Your assignment:
The lines below starting at the line containing "Target: open mouth" and ending at the line containing "Target: jeans leg" are to be repeated exactly, with both ends kept and nothing else added.
:: Source material
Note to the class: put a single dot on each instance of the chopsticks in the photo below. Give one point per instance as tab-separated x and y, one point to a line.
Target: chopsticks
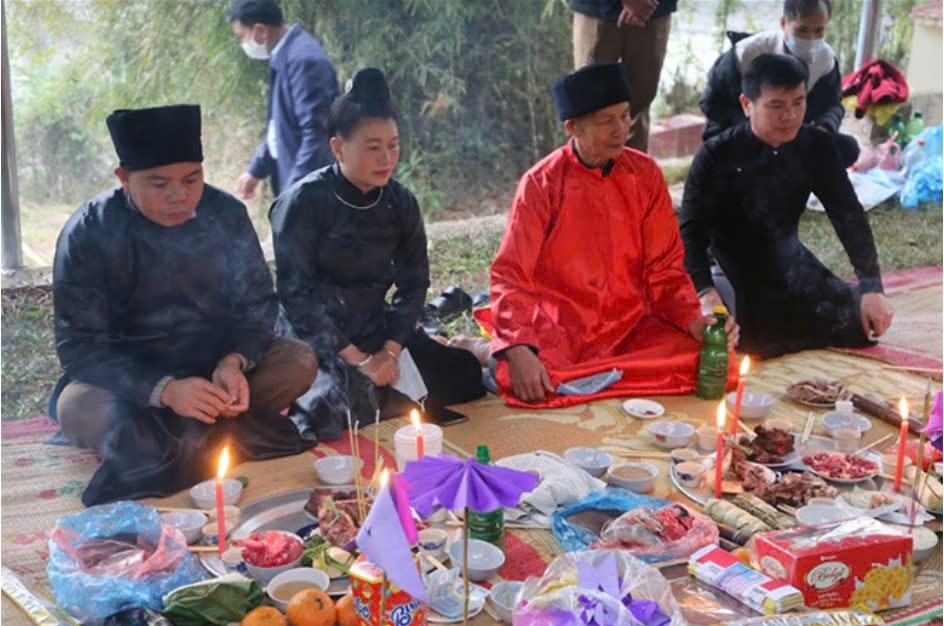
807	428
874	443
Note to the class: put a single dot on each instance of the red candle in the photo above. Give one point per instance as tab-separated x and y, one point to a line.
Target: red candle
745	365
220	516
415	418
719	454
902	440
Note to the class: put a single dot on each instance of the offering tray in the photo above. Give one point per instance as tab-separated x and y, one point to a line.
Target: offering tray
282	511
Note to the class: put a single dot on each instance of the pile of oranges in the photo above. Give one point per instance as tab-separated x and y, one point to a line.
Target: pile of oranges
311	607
::::
:: Source material
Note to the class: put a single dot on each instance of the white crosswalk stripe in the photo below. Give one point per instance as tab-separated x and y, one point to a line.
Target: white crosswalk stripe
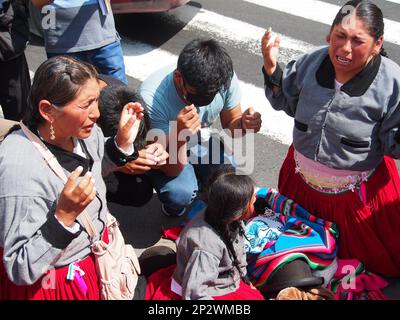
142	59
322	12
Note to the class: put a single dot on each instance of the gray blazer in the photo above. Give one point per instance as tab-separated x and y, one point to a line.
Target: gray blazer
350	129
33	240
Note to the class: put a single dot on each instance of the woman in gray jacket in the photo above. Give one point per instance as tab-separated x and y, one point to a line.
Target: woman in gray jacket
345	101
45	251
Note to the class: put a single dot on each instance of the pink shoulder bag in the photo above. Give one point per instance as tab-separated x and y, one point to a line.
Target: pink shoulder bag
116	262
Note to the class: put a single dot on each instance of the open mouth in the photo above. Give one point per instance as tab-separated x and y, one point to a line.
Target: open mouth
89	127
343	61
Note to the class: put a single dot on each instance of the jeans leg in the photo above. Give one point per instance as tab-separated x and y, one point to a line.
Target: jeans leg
::::
Answer for the task:
Target: open mouth
89	127
343	61
Note to the class: put a single dot on each instance of the jeans leg in the photo above. Give one point per instance as tab-separated x and y, one point to a line.
Target: jeans leg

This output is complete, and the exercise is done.